▶ What you have to do
All of the material below is to be repeated exactly.

-------- Provided material

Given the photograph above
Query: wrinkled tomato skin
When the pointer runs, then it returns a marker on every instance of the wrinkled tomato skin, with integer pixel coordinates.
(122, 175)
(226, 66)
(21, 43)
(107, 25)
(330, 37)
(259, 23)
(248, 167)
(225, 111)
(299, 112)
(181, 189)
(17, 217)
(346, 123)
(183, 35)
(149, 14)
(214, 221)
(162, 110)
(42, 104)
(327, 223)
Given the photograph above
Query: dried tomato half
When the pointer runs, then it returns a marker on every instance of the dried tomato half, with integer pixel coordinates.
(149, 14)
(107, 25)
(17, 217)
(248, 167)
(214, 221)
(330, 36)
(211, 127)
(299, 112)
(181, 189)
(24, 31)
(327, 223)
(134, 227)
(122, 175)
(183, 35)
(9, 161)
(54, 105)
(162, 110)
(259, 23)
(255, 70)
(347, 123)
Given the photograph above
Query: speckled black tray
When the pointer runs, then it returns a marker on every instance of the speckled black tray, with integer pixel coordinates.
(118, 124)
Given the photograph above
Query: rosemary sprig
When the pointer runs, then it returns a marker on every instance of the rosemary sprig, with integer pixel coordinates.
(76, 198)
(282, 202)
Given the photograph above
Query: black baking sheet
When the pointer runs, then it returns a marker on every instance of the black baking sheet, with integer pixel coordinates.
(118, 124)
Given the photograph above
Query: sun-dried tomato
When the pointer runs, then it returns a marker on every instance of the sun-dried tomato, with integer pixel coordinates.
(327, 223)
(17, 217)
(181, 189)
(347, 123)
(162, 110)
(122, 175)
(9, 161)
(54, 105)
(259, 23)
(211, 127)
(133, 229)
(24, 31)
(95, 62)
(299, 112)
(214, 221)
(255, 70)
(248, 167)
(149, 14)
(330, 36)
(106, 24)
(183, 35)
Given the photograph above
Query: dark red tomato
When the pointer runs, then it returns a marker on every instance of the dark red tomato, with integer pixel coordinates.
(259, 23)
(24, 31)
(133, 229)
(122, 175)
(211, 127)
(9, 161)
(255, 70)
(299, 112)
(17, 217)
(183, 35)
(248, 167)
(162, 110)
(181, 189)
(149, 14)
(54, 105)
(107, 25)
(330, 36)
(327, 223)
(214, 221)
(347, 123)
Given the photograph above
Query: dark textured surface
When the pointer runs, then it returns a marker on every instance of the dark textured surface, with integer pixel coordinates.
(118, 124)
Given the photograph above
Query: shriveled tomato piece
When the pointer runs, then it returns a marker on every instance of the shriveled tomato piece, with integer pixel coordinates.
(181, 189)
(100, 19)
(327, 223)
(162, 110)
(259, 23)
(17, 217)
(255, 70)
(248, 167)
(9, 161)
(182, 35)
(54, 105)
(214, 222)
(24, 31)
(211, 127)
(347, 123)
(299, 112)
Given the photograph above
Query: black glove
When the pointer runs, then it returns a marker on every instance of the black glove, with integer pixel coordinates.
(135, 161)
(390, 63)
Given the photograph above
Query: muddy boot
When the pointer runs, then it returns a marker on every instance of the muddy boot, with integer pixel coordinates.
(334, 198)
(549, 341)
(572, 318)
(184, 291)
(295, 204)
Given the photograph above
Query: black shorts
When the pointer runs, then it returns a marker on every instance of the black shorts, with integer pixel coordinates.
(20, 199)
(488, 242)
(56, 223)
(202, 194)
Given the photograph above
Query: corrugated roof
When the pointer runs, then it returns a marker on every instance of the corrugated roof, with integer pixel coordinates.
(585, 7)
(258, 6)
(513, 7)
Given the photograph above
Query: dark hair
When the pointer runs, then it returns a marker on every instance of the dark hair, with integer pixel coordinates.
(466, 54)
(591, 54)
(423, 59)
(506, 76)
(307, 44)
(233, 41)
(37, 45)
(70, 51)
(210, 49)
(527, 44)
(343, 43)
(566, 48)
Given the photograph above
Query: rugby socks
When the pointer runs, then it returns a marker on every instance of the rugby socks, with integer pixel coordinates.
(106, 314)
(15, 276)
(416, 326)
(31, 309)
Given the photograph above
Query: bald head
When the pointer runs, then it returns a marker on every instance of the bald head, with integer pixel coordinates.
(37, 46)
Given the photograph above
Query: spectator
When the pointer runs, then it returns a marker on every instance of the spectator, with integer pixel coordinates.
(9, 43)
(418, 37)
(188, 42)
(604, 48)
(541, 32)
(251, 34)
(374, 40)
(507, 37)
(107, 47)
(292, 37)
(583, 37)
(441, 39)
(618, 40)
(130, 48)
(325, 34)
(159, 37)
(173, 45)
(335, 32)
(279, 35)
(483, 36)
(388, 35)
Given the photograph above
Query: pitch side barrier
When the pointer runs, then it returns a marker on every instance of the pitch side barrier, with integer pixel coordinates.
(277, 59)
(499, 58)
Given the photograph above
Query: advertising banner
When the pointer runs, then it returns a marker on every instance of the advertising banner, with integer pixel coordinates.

----------------

▶ Exercise answer
Given the photograph above
Query: wrinkled tomato skin
When the pointer runs, then it returns a marker on every instance of the wrinkled tomato skin, with integer pixel coordinates.
(122, 175)
(226, 66)
(21, 43)
(107, 25)
(330, 37)
(259, 23)
(248, 167)
(225, 111)
(299, 112)
(181, 189)
(17, 217)
(346, 123)
(183, 35)
(149, 14)
(214, 221)
(162, 110)
(42, 104)
(327, 223)
Given the photograph above
Query: dried tomato half
When the pointer runs, then it returns a marker on every instance of the dried tomato half, with integer pixel coordinates.
(149, 14)
(107, 25)
(17, 217)
(248, 167)
(214, 221)
(330, 36)
(211, 127)
(299, 112)
(181, 189)
(24, 31)
(327, 223)
(134, 227)
(122, 175)
(183, 35)
(9, 161)
(54, 105)
(162, 110)
(259, 23)
(255, 70)
(347, 123)
Given the photograph above
Query: speckled black tray
When the pointer runs, then it returns a marker on every instance of the speckled black tray, with integer pixel coordinates.
(118, 124)
Given the photograph above
Query: rosemary sprig
When the pointer runs, then it returns a marker on every instance of the rosemary sprig, with integer pixel coordinates.
(76, 198)
(282, 202)
Given the photograph above
Query: black baking sheet
When the pointer runs, then it returns a marker on every instance of the black baking sheet, with integer pixel coordinates.
(118, 124)
Given the photograph above
Query: sun-dried tomato
When the pointer runs, then it returns a marker on every instance of the sun-dried tomato, with integer pixel coordinates.
(327, 223)
(17, 217)
(181, 189)
(347, 123)
(162, 110)
(122, 175)
(9, 161)
(54, 105)
(259, 23)
(211, 127)
(133, 229)
(24, 31)
(95, 62)
(299, 112)
(214, 221)
(255, 70)
(248, 167)
(149, 14)
(330, 36)
(106, 24)
(183, 35)
Given the photograph above
Query: dark red tomato
When the pointer runs, then it returns a marker on every instance of the dark red tomato, with integer pixel coordinates.
(259, 23)
(24, 31)
(133, 229)
(122, 175)
(211, 127)
(9, 161)
(255, 70)
(299, 112)
(17, 217)
(183, 35)
(248, 167)
(162, 110)
(181, 189)
(149, 14)
(54, 105)
(107, 25)
(330, 36)
(327, 223)
(214, 221)
(347, 123)
Given the photograph above
Query: dark textured surface
When the pointer runs, then it returns a marker on every instance of the dark textured surface, with integer pixel coordinates.
(118, 124)
Given the photograph above
Query: shriveled tomato piece
When the pointer runs, then it returns a marker on every instance of the shriveled tomato piece, with integer pixel coordinates.
(181, 189)
(100, 19)
(327, 223)
(162, 110)
(259, 23)
(17, 217)
(255, 70)
(248, 167)
(9, 161)
(182, 35)
(54, 105)
(214, 222)
(24, 31)
(211, 127)
(347, 123)
(299, 112)
Given the photograph above
Query: black glove
When the pointer runs, then it returns a marker on every instance of the black glove, with integer pixel coordinates.
(135, 161)
(390, 63)
Given the photograph above
Query: muddy boot
When the pointer runs, then it returns a marker on every instance of the muddy boot, with integer pixel coordinates.
(334, 198)
(549, 341)
(572, 318)
(184, 291)
(295, 204)
Given the photograph above
Query: black shorts
When the pointer runs, then it returns a marker on every instance of the black shorts, with integer pixel coordinates.
(20, 199)
(488, 242)
(56, 223)
(202, 194)
Given the photograph above
Query: corrugated roof
When the pointer runs, then it returns a marker on every instance of the corrugated roof, with integer pixel coordinates.
(585, 7)
(258, 6)
(513, 7)
Given the photograph above
Query: dark hair
When the pointer runs, then it returns a marker on every instance of the dark hair, with integer pixel coordinates.
(466, 54)
(591, 54)
(423, 59)
(506, 76)
(307, 44)
(233, 41)
(37, 45)
(70, 51)
(210, 49)
(527, 44)
(343, 43)
(566, 48)
Given the photograph above
Query: rugby socks
When the pointer runs, then it returns a marker on every instance of the rugby socks, with integer pixel coordinates.
(106, 314)
(15, 276)
(416, 326)
(31, 309)
Given the photograph above
Query: bald head
When the pointer runs, then it returns a marker on every instance of the bald head, with integer pixel coordinates.
(37, 46)
Given the photograph above
Query: spectator
When the pointer runs, then it returns a marker on every instance of the spectator, with integer pixel coordinates.
(9, 43)
(418, 37)
(188, 42)
(604, 48)
(541, 32)
(251, 34)
(374, 40)
(507, 37)
(107, 47)
(292, 37)
(583, 37)
(441, 39)
(618, 40)
(130, 48)
(325, 34)
(159, 37)
(173, 45)
(335, 32)
(279, 35)
(483, 36)
(388, 35)
Given the photograph above
Query: pitch side barrier
When the pointer runs, then it returns a marker on every instance of the pitch side barrier, with integer pixel coordinates.
(277, 59)
(499, 58)
Given the photograph above
Query: advertising banner
When the pointer runs, then it returns a marker on every instance of the advertising banner, with integer pixel coordinates.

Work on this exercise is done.